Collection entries

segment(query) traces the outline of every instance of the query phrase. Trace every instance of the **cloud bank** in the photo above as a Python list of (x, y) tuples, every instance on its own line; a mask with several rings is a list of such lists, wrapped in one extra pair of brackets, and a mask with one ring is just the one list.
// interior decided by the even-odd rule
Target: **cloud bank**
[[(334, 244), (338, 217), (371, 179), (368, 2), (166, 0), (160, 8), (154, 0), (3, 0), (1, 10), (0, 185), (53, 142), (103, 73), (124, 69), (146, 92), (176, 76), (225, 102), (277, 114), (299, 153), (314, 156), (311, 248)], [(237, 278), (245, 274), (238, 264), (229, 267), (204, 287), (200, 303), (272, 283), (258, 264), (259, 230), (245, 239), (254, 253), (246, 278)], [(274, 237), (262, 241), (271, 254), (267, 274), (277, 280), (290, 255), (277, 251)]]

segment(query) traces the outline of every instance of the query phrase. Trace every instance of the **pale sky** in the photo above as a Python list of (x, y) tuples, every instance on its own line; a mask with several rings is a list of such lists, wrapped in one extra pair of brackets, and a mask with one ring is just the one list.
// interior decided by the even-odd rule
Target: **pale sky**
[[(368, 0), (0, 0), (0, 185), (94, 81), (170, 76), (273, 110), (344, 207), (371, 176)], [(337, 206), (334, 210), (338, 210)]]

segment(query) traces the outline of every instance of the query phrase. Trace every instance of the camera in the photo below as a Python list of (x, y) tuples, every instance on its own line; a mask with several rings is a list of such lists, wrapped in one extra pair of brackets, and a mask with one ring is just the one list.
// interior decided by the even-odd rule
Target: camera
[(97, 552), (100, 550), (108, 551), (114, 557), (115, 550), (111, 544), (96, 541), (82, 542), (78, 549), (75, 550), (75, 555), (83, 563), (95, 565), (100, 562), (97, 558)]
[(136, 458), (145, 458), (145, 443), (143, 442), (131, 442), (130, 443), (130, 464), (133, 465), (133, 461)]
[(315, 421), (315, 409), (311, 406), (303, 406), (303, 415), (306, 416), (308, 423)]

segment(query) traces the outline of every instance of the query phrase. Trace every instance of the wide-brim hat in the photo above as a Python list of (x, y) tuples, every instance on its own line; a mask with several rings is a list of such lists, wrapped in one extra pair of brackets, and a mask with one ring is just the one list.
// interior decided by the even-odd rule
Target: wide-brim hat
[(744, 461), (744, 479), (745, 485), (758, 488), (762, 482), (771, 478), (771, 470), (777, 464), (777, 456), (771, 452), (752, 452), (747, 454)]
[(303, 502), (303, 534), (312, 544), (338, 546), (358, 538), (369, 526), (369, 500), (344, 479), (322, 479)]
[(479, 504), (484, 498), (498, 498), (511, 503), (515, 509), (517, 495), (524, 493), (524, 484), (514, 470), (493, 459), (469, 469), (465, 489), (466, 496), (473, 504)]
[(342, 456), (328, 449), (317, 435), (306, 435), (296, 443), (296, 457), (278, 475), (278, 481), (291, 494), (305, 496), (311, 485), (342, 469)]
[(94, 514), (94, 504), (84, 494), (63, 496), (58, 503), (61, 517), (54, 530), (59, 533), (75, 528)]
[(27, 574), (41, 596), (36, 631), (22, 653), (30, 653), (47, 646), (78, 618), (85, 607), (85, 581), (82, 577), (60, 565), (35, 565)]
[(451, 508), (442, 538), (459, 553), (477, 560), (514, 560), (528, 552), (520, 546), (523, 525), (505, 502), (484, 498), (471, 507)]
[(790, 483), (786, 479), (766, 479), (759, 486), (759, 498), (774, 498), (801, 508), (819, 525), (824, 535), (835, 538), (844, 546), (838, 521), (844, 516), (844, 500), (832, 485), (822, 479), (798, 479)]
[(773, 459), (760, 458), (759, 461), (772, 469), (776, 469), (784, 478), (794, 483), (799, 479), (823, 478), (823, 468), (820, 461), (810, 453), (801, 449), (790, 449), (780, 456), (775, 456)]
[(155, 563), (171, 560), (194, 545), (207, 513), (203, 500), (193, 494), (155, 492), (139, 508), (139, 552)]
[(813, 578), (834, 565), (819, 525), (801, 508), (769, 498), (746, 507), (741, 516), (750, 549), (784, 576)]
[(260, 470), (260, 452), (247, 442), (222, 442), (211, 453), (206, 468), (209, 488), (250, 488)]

__SHORT PROBLEM__. Starting with the first line above and stopping after the line that contains "Target: **cloud bank**", convert those lines into a JSON list of strings, one string per line, leaving out blank lines.

__ANSWER TO THIS EXERCISE__.
[
  "segment(query) traces the outline of every instance of the query phrase. Trace every instance of the **cloud bank** in the photo above as a Python list of (x, y) tuples, every instance on its own line; a mask with several rings is a list of such lists, wrapped in one extra pair of brackets, and a mask with one ring is just the one list.",
  "// interior decided by the even-odd rule",
  "Target: **cloud bank**"
]